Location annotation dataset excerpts
────────────────

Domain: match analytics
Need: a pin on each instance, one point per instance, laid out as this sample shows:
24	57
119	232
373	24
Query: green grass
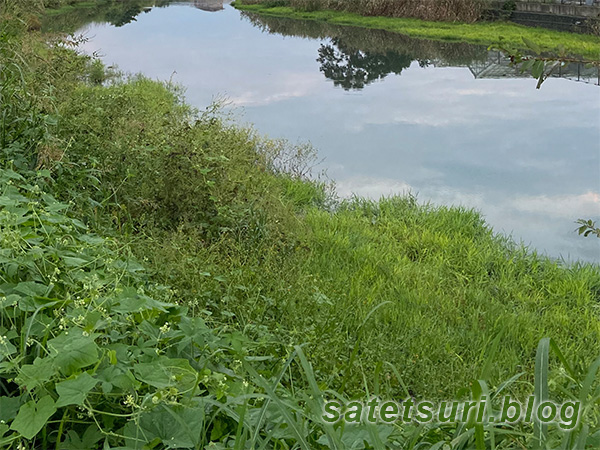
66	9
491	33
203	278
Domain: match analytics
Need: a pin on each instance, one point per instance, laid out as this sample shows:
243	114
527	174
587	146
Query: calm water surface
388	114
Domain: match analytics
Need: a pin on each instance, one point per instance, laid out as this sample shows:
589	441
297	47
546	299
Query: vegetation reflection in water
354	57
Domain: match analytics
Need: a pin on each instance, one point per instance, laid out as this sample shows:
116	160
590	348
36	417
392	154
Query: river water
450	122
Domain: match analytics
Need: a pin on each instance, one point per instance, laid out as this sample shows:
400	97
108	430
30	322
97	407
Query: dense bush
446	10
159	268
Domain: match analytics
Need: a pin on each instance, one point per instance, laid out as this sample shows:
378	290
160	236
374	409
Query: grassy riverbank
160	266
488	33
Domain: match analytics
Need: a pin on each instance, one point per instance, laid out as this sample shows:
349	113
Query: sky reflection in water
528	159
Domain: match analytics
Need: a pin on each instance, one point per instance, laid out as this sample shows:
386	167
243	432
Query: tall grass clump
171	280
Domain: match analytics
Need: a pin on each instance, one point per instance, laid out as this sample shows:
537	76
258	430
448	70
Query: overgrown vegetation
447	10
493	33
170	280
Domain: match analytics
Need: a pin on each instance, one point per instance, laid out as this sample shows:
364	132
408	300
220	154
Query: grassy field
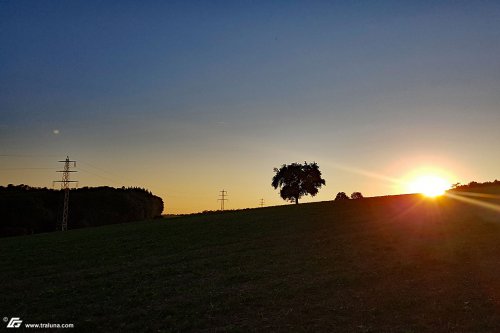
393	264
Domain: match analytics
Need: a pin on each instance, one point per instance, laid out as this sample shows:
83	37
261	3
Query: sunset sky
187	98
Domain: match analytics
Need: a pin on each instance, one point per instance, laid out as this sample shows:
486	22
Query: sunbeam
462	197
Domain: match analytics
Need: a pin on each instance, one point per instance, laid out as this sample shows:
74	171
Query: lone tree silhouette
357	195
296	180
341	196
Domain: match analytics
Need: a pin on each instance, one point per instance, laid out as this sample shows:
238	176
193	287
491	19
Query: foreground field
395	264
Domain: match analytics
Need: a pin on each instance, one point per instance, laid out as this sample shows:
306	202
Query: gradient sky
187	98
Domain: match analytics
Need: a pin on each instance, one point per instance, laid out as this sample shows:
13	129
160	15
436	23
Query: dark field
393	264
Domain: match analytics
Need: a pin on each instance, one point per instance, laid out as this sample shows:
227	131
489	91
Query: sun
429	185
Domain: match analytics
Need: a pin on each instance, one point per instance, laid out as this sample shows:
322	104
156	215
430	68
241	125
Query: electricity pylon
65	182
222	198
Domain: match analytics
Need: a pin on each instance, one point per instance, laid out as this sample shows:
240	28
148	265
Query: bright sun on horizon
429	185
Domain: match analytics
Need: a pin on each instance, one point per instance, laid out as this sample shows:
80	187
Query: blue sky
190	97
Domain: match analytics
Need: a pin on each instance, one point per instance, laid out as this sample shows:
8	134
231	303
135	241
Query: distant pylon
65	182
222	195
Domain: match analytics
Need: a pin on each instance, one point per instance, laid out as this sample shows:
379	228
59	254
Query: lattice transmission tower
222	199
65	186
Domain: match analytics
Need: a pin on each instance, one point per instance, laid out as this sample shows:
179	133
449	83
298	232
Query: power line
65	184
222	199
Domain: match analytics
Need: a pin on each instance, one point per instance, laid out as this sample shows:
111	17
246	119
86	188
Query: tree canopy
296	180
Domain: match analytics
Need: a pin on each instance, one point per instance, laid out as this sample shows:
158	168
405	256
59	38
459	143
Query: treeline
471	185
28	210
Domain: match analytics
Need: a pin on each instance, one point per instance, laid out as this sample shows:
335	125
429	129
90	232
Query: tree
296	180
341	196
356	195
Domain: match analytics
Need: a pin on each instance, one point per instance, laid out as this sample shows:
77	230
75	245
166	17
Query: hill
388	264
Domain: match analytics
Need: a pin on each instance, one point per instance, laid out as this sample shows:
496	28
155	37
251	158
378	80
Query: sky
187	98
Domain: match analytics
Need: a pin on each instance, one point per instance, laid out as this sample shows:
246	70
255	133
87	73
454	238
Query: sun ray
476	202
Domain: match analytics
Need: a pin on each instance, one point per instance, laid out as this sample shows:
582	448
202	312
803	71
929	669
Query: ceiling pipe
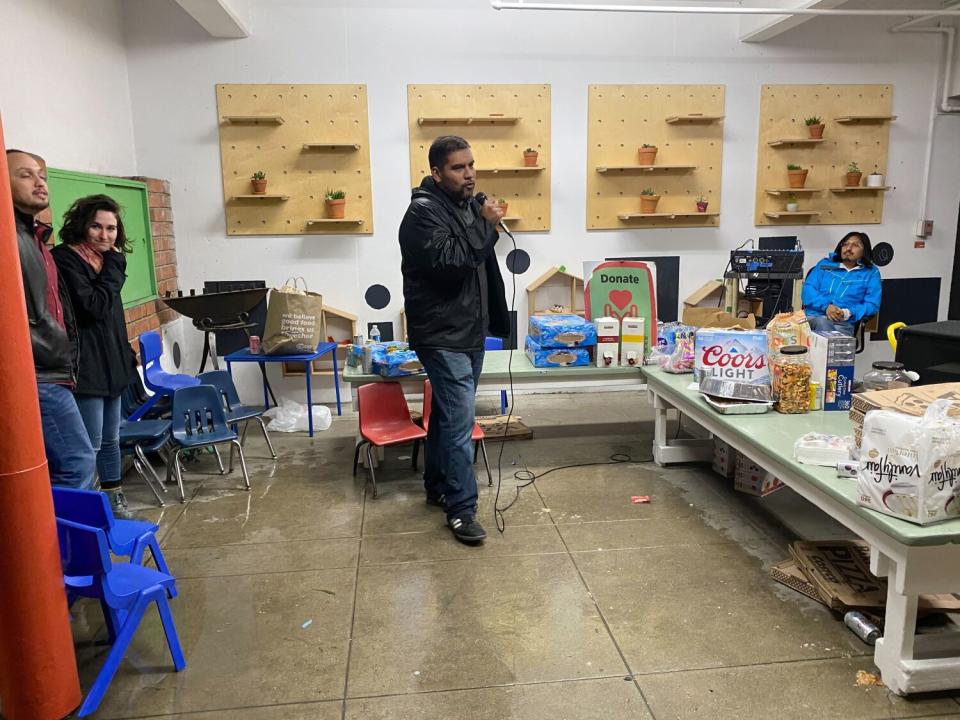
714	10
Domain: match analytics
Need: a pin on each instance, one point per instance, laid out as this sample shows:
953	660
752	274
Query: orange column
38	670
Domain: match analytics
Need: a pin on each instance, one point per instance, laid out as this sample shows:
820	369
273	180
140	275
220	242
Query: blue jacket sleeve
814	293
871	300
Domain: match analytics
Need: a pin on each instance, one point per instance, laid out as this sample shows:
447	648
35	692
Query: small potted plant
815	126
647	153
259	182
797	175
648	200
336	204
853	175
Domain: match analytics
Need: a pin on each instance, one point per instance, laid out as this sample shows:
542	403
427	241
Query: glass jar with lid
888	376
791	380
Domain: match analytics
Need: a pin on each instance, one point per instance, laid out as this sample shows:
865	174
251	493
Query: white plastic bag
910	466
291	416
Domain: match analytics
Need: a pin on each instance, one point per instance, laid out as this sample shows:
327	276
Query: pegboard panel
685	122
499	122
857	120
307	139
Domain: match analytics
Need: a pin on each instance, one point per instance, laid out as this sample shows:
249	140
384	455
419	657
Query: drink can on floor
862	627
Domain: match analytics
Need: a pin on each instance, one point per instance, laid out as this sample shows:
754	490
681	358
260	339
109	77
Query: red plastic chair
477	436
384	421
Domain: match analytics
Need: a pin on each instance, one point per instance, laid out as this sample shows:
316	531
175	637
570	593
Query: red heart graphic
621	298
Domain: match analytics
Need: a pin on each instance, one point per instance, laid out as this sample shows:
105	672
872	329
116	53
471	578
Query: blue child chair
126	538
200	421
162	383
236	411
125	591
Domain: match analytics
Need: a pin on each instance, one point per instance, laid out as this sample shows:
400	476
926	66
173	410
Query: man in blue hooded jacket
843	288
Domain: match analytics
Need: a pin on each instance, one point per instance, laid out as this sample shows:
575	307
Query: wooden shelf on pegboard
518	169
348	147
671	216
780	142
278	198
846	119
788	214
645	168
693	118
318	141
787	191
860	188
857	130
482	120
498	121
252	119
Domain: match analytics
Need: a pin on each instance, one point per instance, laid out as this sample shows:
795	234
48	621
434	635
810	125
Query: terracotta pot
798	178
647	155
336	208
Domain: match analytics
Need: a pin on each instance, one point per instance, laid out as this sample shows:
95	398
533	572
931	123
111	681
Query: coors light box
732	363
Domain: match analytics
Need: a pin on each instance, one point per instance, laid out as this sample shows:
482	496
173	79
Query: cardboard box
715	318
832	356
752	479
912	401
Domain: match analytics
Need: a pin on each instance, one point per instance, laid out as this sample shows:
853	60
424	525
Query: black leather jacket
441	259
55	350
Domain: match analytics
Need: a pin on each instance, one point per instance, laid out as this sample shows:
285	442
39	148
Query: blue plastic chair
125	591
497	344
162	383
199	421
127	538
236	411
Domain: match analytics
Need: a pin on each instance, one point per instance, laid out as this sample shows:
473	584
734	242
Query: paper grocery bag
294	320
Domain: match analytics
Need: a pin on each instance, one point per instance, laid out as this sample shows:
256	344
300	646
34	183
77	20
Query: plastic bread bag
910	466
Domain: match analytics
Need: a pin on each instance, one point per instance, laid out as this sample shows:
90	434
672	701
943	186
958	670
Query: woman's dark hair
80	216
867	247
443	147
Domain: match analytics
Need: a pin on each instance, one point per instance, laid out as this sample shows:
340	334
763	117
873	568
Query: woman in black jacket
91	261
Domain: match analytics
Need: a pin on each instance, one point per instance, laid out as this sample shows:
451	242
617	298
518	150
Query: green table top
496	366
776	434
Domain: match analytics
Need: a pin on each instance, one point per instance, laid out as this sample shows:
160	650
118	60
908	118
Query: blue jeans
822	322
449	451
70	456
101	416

────────────────

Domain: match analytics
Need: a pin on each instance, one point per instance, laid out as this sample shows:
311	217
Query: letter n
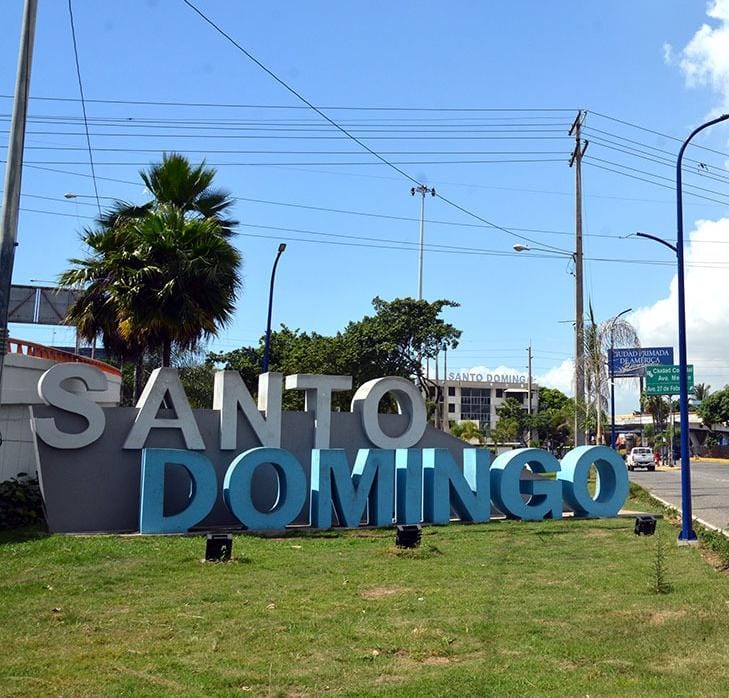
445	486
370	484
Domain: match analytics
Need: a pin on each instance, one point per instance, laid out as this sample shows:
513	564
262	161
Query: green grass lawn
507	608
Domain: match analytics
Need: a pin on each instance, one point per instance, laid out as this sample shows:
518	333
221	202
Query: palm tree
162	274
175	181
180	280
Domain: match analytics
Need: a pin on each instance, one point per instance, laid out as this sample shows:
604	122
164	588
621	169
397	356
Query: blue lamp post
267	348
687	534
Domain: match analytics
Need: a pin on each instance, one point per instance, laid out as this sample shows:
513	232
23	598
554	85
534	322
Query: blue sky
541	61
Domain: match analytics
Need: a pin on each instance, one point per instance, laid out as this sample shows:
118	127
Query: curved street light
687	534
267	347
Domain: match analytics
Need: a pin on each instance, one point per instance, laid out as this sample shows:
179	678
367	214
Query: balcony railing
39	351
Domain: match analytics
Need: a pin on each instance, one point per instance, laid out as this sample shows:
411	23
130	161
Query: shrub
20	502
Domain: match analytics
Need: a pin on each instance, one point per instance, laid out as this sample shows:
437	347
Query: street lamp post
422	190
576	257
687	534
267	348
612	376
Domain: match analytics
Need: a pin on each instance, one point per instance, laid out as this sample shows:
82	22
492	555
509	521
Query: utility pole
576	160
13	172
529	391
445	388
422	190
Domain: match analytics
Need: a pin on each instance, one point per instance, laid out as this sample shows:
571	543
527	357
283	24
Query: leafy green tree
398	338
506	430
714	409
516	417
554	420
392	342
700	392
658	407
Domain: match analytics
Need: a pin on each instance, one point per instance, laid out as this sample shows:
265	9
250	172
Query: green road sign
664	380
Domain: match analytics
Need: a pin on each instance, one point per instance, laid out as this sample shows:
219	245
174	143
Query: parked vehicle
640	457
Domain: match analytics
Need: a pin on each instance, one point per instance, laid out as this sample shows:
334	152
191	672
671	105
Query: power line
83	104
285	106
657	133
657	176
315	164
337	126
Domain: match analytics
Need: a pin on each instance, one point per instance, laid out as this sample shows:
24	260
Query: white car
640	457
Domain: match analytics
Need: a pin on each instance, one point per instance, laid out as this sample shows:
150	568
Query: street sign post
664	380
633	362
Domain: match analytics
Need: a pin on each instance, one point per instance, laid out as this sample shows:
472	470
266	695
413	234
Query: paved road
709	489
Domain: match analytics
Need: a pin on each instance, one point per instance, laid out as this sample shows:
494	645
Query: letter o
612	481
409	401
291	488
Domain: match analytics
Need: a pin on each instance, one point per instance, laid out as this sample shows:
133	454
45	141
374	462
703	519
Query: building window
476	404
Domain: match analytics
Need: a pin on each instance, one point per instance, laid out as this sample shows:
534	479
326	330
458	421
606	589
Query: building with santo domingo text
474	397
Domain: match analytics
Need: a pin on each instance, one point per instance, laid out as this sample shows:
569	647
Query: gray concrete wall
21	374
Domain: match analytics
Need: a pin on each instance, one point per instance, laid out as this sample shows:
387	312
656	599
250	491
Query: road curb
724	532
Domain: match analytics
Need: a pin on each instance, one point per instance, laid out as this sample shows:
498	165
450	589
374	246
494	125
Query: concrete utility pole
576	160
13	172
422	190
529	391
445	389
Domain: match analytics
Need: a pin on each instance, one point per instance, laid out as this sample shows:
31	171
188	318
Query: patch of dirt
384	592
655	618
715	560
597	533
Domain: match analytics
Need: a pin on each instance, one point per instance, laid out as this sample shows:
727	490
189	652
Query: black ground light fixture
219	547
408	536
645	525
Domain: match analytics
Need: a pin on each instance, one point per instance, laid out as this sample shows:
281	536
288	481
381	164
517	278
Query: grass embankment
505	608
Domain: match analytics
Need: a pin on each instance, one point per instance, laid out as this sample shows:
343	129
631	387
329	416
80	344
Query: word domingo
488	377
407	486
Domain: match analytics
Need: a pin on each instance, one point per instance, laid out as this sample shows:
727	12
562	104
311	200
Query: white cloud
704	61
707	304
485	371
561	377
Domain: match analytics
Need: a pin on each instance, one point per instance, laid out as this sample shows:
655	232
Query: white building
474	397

────────────────

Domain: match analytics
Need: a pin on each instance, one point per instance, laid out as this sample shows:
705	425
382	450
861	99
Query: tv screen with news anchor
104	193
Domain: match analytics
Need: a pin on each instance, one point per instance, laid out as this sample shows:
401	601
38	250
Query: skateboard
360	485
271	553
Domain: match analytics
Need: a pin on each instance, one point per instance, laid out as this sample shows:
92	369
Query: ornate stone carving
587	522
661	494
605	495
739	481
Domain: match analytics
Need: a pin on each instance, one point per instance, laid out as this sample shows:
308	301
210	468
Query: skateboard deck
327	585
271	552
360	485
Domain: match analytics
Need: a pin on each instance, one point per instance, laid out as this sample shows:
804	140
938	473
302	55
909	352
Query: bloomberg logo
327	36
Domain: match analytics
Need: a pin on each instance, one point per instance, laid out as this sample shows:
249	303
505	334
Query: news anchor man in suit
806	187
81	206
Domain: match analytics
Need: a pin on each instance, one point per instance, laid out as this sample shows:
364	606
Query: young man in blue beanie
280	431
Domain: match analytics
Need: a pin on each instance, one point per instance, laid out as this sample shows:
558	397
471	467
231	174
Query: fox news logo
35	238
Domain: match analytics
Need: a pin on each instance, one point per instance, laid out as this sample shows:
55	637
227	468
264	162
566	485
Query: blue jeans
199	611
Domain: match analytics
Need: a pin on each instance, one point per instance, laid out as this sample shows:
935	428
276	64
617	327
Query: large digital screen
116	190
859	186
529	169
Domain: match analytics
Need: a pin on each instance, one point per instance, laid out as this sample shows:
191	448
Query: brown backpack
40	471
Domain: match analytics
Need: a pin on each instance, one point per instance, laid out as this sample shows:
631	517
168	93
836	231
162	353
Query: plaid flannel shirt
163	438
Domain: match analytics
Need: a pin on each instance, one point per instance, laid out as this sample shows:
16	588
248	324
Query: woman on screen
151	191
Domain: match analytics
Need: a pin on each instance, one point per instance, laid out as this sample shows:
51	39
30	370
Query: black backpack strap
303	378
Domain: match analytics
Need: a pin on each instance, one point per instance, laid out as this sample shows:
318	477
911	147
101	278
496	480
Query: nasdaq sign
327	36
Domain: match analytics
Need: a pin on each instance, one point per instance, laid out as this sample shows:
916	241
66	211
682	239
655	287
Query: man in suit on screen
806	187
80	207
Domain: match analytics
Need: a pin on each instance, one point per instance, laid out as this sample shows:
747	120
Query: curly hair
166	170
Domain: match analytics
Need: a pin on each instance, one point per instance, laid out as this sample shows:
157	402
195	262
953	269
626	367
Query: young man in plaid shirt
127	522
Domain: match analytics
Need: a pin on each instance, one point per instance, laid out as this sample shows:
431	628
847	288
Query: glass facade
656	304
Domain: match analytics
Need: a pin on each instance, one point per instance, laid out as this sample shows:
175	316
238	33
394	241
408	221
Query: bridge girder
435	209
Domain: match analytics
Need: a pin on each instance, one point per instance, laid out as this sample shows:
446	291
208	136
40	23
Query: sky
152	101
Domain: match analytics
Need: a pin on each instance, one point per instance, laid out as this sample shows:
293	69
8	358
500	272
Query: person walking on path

────────────────

--- What you are asked to do ---
Count the lines in the items above that contain the string "young". Reply with the number only.

--- The answer ---
2